Luigy Marks Yang disse...

ok

Wilson Natale disse...

Pois é, Saidenberg, O seu amigo pode ter ido para o andar de cima. Mas, através de sua lembrança ele revive e faz das suas: Ensinou-me uma coisa importante: Janeiro que vem, faço 32 anos... Ahahahaaaaa!!!
Pessoas asssim, acabam com a monotonia e o tédio!
Obrigado por relembrar-me da DKW, que virou Taxi-mirim! E, por tabela, o "possante" Gordini e, claro, os Dauphines.
Bello texto!
Abração,
Natale

Wilson Natale disse...

JOCA: O Laocoonte parece-me que está no Parque Ibirapuera. Digo "parece-me", porque há uma outra na Pinacoteca.
Estátuas e o túnel parece-me incompatíveis. Lembra do "auê" que deu, quando colocaram lá "O Beijo" ou "O Idílio"?

■ **Instruções**:
1. No trecho de comentários, explique por que Wilson Natale diz "parece-me" ao indicar que o Laocoonte está no Parque Ibirapuera.
2. Dê continuidade ao trecho de comentários a partir da última frase apresentada.
O material é independente do trecho de comentários.

■ **Informações exibidas**:
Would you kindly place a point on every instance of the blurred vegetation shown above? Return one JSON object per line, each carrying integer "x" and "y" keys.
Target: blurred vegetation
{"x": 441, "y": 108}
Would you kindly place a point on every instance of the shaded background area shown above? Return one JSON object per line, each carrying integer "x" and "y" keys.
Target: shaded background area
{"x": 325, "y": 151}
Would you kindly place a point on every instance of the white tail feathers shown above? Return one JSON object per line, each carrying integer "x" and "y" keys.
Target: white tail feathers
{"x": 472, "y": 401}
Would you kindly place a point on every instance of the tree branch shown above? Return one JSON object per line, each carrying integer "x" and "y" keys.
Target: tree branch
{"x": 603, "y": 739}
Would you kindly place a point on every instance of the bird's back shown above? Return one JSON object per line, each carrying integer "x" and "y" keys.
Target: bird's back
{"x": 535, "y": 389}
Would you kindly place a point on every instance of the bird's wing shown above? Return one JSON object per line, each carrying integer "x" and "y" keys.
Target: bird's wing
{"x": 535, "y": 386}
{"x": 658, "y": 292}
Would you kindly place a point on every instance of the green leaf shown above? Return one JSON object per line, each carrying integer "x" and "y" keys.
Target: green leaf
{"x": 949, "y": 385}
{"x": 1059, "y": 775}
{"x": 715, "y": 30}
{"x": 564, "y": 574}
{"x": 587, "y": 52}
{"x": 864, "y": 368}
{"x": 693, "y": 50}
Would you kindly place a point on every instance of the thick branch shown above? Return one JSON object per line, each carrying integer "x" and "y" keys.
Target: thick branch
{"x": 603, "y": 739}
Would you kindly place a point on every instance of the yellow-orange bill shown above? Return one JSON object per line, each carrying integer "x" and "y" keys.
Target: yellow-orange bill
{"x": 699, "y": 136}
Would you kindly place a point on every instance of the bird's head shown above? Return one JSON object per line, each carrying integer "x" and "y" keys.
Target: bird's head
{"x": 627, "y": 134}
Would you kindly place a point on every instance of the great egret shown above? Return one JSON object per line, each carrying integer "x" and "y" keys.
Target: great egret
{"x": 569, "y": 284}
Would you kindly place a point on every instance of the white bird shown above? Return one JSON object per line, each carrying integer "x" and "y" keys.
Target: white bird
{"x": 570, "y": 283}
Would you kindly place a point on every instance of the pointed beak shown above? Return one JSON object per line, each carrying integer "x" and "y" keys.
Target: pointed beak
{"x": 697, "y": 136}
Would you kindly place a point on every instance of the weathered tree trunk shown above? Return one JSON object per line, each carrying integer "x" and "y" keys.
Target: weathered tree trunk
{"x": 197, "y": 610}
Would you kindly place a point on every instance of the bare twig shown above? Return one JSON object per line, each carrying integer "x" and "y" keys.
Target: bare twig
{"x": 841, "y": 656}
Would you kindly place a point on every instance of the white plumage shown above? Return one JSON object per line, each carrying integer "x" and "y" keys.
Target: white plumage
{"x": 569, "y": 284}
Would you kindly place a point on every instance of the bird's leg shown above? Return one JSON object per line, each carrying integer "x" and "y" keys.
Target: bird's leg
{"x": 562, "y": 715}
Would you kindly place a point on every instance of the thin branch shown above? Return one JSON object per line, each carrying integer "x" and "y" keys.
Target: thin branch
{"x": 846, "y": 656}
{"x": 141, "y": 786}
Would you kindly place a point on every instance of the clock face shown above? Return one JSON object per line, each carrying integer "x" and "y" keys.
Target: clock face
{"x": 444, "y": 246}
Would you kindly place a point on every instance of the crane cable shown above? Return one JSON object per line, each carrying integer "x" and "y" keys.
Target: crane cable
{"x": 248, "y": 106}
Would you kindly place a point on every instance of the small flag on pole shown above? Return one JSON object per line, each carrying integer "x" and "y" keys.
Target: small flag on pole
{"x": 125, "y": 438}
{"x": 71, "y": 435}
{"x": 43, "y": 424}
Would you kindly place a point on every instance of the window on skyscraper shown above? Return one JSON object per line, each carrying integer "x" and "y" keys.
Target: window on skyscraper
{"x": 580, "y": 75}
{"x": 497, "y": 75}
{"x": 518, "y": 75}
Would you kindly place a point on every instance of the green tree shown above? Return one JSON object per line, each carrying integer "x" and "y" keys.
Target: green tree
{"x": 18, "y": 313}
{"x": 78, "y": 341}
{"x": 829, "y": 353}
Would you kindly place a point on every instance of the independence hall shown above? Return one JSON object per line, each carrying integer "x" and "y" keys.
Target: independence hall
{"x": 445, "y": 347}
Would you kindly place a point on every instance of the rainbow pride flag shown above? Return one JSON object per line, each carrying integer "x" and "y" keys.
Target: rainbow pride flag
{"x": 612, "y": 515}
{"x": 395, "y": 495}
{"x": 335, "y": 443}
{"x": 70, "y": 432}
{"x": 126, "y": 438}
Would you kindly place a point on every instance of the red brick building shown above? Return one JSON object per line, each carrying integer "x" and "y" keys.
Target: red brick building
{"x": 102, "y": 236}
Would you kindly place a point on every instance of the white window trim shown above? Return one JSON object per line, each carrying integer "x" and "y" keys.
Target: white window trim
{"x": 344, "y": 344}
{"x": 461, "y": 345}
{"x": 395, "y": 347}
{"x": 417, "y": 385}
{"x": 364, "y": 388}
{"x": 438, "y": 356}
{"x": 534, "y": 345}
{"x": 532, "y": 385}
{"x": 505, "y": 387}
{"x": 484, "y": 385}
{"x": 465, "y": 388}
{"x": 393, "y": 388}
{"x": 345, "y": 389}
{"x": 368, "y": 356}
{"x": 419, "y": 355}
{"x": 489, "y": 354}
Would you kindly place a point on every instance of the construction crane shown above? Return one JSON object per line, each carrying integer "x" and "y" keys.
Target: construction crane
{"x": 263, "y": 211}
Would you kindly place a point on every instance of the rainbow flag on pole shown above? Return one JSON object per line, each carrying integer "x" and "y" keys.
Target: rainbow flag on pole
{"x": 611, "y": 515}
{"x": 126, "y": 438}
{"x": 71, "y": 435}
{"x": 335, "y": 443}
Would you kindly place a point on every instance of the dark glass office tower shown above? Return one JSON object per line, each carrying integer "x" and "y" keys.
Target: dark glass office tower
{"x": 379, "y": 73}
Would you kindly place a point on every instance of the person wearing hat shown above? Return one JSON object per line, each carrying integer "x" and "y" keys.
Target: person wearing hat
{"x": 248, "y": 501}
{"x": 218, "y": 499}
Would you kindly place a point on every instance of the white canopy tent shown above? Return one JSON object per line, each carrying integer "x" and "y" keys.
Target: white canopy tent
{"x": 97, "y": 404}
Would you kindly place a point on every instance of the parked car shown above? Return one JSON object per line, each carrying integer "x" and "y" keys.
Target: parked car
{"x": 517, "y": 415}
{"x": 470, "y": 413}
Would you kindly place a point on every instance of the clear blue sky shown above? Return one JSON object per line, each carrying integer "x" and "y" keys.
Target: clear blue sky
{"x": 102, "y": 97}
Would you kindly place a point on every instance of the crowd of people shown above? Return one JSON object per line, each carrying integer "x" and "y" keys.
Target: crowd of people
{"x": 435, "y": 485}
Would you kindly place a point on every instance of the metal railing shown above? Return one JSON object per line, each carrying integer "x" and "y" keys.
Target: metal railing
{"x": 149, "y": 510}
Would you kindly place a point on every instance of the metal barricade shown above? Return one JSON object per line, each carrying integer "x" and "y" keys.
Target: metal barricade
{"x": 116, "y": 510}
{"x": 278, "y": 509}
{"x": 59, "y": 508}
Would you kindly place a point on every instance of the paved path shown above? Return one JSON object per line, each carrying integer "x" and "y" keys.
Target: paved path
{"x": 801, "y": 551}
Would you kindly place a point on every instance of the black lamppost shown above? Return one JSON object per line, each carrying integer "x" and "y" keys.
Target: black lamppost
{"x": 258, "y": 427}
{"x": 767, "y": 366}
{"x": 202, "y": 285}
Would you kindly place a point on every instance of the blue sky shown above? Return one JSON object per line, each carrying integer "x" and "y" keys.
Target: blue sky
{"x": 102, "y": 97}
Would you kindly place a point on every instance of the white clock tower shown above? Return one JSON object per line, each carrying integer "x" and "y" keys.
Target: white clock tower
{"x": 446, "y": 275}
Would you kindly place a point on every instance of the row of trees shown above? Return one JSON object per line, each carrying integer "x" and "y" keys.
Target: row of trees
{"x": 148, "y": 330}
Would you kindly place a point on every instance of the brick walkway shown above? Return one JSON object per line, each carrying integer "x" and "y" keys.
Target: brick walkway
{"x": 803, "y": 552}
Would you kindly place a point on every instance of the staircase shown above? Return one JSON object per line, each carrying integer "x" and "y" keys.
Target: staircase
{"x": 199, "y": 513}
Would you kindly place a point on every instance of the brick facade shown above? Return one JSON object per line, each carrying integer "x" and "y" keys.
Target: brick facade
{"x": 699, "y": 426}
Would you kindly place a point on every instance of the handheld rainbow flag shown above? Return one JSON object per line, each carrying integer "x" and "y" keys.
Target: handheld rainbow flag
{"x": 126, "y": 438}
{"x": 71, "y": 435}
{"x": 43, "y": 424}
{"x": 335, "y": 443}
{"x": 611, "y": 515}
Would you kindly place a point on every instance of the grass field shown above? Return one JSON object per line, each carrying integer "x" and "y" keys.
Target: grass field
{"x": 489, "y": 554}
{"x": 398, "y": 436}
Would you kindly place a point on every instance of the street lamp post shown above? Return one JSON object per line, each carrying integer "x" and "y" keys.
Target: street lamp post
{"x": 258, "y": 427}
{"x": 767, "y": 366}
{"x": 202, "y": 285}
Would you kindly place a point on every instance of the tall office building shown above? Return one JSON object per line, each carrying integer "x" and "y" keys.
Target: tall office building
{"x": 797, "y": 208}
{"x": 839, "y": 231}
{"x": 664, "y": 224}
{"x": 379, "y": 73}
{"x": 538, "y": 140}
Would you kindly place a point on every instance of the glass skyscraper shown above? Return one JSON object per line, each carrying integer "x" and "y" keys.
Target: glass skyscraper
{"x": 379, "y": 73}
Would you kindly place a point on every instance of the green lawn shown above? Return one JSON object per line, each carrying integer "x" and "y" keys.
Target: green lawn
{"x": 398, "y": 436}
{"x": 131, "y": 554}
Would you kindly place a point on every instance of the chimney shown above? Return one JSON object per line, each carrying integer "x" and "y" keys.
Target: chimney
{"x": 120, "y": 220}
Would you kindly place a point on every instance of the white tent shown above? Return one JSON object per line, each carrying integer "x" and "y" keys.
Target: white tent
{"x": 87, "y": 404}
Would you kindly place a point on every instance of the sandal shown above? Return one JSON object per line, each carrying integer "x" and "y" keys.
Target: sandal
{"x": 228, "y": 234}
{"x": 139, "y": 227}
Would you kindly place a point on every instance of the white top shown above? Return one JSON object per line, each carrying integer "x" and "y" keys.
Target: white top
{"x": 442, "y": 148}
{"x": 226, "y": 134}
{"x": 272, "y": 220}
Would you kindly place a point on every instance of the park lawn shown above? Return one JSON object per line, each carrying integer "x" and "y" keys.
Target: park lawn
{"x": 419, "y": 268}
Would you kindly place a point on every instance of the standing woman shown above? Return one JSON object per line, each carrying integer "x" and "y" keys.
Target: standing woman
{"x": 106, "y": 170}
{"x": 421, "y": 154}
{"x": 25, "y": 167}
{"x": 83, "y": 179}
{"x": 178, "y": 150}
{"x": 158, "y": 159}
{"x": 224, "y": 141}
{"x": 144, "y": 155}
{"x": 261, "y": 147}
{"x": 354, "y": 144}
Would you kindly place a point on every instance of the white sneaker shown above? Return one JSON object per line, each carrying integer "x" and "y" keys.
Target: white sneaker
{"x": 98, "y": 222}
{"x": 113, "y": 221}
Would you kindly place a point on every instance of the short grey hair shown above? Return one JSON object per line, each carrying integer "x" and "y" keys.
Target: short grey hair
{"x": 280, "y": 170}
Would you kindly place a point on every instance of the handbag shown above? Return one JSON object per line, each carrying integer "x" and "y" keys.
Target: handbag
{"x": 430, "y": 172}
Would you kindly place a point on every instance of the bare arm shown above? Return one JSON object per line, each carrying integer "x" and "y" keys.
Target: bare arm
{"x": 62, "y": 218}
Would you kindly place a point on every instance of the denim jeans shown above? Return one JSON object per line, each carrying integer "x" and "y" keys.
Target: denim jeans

■ **Respostas por tarefa**:
1. Ele usa "parece-me" porque há uma outra na Pinacoteca. Por isso não afirma com certeza que o Laocoonte está no Parque Ibirapuera.

2.
Triste também é passar por lá e ver as fontes de água e luzes que há "séculos" não funcionam mais...
Aqui, tudo se cria e tudo se destrói, ou deixa-se ao Deus dará.
Abração,
Natale

Luiz Saidenberg disse...

Natale,
o Laocoonte original, do Vaticano, é mais mutilado que a cópia do Ibirapuera. Mas ficou boa a restauração...da Pinacoteca não lembro. Sempre vamos lá; preciso consultar de novo o andar superior, das esculturas. Qto ao V do DKW, Joaquim, talvez porque o W soa mesmo V, em alemão. Mas, como isto se transmitiu ao popular brasileiro, não sei. Veja-se que o Volkswagen tb se pronuncia Folks, como em alemão,ou Fusca, por aqui.
Abraços.

Zeca disse...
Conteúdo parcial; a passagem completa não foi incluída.